What needs to be done:
Repeat word for word the opening stretch of the entries, from the first line through the line containing "Target: bag in crowd".
Extracted material below:
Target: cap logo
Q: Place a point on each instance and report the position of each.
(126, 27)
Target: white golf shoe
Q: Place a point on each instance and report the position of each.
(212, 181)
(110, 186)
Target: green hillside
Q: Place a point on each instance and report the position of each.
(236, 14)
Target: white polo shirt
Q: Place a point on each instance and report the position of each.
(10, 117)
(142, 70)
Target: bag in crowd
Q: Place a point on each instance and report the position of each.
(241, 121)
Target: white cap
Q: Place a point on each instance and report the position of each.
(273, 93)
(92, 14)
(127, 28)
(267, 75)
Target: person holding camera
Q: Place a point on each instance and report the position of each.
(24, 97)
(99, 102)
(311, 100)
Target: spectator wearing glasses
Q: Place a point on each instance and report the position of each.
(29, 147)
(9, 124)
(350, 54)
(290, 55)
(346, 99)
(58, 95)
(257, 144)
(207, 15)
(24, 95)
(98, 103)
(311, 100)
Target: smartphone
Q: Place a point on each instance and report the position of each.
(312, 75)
End of Extracted material.
Response to the exercise:
Target: cap logo
Q: Place a point on each instance and report the position of each.
(126, 27)
Target: white golf shoe
Q: Place a point on each instance and report the position of each.
(212, 181)
(110, 186)
Target: green hillside
Q: Place a point on each instance and report the position of each.
(236, 14)
Target: white polo shirt
Q: Place a point on each instance and report the position of each.
(10, 117)
(142, 70)
Target: bag in crowd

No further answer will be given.